Start of Data provided

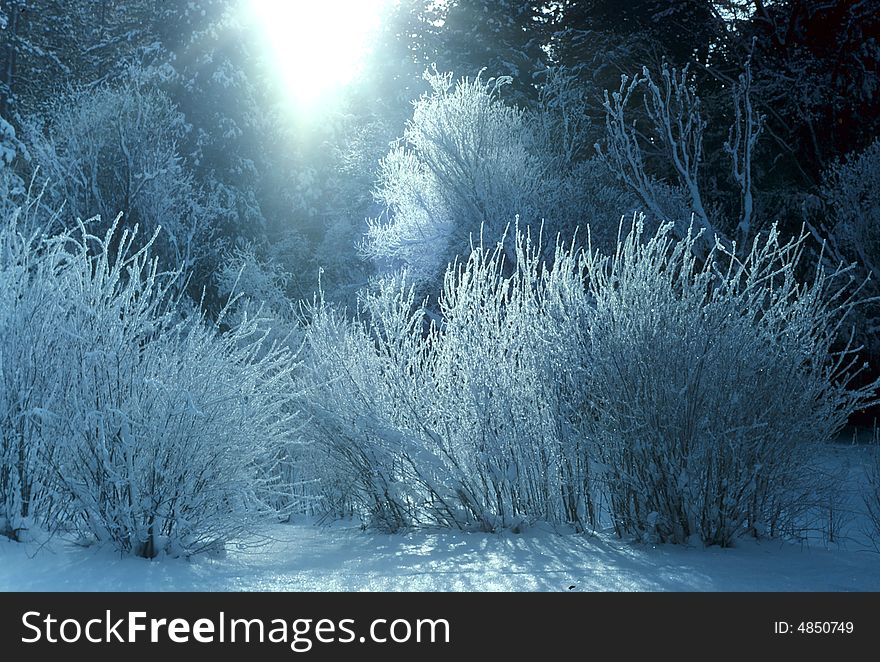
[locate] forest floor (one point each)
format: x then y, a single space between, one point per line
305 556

End of Data provided
Start of Data provided

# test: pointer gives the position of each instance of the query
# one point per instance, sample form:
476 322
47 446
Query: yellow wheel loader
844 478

End of Data provided
Start of Data provided

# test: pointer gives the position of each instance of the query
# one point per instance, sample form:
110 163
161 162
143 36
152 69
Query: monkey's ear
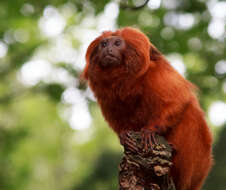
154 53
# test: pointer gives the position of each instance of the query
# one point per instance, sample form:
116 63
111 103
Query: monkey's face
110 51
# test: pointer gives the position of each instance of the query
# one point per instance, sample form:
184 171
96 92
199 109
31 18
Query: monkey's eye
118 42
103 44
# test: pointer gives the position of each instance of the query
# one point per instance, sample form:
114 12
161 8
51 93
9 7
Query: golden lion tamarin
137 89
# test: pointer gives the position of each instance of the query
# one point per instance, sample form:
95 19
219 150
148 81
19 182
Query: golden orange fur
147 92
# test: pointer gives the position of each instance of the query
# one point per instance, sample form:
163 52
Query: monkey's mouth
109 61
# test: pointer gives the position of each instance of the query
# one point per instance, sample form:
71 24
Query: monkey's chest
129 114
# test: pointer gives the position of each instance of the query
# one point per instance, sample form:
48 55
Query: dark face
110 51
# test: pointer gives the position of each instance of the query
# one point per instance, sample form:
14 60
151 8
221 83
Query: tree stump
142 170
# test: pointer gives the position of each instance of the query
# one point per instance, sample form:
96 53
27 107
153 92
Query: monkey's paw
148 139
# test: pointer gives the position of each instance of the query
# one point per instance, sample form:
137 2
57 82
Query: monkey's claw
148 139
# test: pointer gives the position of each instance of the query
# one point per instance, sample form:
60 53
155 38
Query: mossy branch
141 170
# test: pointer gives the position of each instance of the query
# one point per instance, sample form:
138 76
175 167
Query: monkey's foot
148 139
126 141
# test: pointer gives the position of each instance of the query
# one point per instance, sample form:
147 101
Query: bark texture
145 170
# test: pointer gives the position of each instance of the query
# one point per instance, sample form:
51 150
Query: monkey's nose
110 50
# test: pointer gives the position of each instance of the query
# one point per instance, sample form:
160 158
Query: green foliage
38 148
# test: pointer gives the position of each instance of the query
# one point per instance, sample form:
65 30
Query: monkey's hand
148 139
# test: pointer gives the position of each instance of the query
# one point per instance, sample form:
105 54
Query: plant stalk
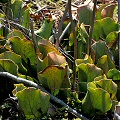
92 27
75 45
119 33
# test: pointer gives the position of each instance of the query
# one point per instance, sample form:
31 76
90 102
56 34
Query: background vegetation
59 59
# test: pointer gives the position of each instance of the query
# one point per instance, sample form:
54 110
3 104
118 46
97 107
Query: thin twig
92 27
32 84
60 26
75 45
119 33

End of Data provided

- _Requirements_
Gather every line of the listing above that contains the string "monkey", and list them in their original order.

- _Output for this exercise_
Query: monkey's ear
Query: monkey's face
Query: monkey's eye
Query: monkey's mouth
Query: monkey's chest
Query: monkey's paw
Query: monkey's claw
Query: monkey's foot
Query: monkey's nose
Query: monkey's hand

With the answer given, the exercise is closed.